Enunciado A:
Com base no texto sobre a chegada à MGM, responda:
(i) Que livro a MGM queria que fosse transformado em argumento?
(ii) Quantos escritores estavam sob contrato no estúdio?
(iii) Que idade tinha o narrador quando entrou pela primeira vez nas instalações da MGM?
Enunciado B: Escreva a parte seguinte do texto sobre a chegada à MGM, a começar logo depois da última frase.

Texto de leitura:
....

- Eddie Dmytryk quer realizar a tua história. Comentou. Sorri.
- Sim. É ótimo.
- Eu não vou deixar o estúdio comprá-la. Levei uns segundos a perceber.
- O quê? Por quê?
- Porque não vou fazer um filme sobre um homem que é infiel à mulher e planeia assassiná-la.
- Mas, Dore...
- Ponto final. Vamos devolver-te a história. Fiquei de rastos.
- Muito bem.
Teria de arranjar outro projeto para trabalhar. Não fazia idéia que o fato de Dore ter rejeitado o meu argumento ia mudar a minha vida.
Sammy Weisbord, o meu agente, telefonou-me:
- Acabei de fazer um negócio entre ti e a MGM com uma garantia de duas semanas. Querem que escrevas Orgulho e Preconceito.
Há anos que eu não lia o livro. A única coisa de que me lembrava é que era de Jane Austen, pré-vitoriano, um clássico da sociedade inglesa sobre cinco filhas que procuravam marido.
A idéia de trabalhar na MGM era excitante. Era a Tiffany dos estúdios de Hollywood. A sua lista de filmes incluía clássicos como Gone with the Wind, Meet me in St. Louis, The Wizard of Oz, The Philadelphia Story, The Great Ziegfeld e dúzias de outros filmes fantásticos.
Eu tinha vinte e nove anos quando entrei nas instalações da MGM pela primeira vez. Fiquei maravilhado. A MGM era uma verdadeira cidade. Tinha o seu próprio abastecimento de eletricidade, comida e água. A empresa respondia a toda e qualquer necessidade.
O estúdio, como os seis outros grandes estúdios, produzia em média um filme por semana. Havia 150 escritores sob contrato, entre eles famosos romancistas e argumentistas.
No primeiro dia almocei na enorme cantina. Convidaram-me para me sentar à mesa dos escritores, onde já estavam reunidos cerca de uma dúzia deles. Faziam um grupo simpático e deram-me logo uma série de conselhos.
- Não te preocupes se alguns dos teus argumentos não forem produzidos. Aqui, em regra geral, se conseguires que produzam um em cada três anos, é bom sinal...
- Tenta entrar num filme com Arthur Freed. Ele é que é o grande produtor cá dentro...
- Quando o teu contrato estiver quase a acabar, vê se consegues ser destacado para uma tarefa, para que te escolham e...
Não lhes expliquei que o meu contrato tinha uma garantia de somente duas semanas.
Deram-me um gabinete pequeno e uma secretária.

....

Dados de origem:
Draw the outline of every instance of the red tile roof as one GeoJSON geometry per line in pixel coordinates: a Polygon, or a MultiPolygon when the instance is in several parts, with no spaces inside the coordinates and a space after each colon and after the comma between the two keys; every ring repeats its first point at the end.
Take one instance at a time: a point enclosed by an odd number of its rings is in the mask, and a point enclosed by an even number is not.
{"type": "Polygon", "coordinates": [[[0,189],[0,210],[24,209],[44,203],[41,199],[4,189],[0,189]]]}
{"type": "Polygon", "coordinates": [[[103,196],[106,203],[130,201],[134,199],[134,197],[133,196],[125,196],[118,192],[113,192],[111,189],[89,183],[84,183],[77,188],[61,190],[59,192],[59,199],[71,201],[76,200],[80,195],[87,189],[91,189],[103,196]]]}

....

Resposta A:
(i) Orgulho e Preconceito.
(ii) 150 escritores.
(iii) Vinte e nove anos.

Resposta B:
- Vamos fazer o Pride and Prejudice. - Informei-a - É capaz de me arranjar um exemplar do livro? Gostava de lê-lo outra vez.
- Com certeza.
Marcou um número e disse:
- O senhor Sheldon quer um exemplar do Pride and Prejudice. O livro foi-me entregue meia hora depois.
Esta foi a minha apresentação ao sistema do estúdio. Cada estúdio tinha uma biblioteca, um departamento de pesquisa, um departamento de audições, um departamento de estúdio, um departamento cinematográfico e um departamento financeiro. Era quase bíblico. Tudo o que pedíssemos era-nos dado.
Na manhã seguinte, Sammy Weisbord entrou no meu gabinete.
- Então, como é que isso vai? Perguntou.
- Estou a começar. Respondi.
- Arthur Freed quer falar contigo. Fiquei espantado.
- Por quê?
- Ele já o diz. Está à tua espera.
Ouvira muitas histórias sobre Arthur Freed. Começara a vida como vendedor de seguros e ficara famoso com canções como The Broadway Melody, Good Moming, On a Saturday Afternoon e Singing in the Rain.
Tornara-se amigo de Louis B. Mayer e este fizera dele um produtor.
Dizia-se dele que tinha de ser sempre o primeiro a saber das coisas. Um dos escritores contou-me a seguinte história:
“Um amigo convidou-o para a estréia de uma peça. Ele respondeu:
Já a vi.
Noutra ocasião, um amigo perguntou-lhe se ele queria ir nessa noite a um jogo de basebol.
Já o vi. Respondeu ele."
Eu e Sammy atravessamos o átrio e apanhamos o elevador até ao terceiro piso, onde Arthur Freed tinha o seu enorme escritório. Estava sentado à secretária. Era um homem robusto, nos cinquenta anos, com cabelo grisalho que começava a rarear.
- Sheldon, sente-se. - Sentei-me - Temos um problema. Tenho aqui um argumento que pelos vistos não conseguimos distribuir. Todos o rejeitam. É um musical e está bem escrito, mas a trama está toda errada. É demasiado densa. Necessita de ser aligeirada. Acha que consegue fazer alguma coisa?
- Bom, eu estou a trabalhar no Pride and Prejudice, mas...
- Já não está. Agora trabalha neste. Respondeu Freed.
- E como é que se chama?
- Easter Parade. Vai trabalhar com Irving Berlin.
Aquele foi um momento mágico. Era o meu terceiro dia na MGM e ia trabalhar com o lendário Irving Berlin.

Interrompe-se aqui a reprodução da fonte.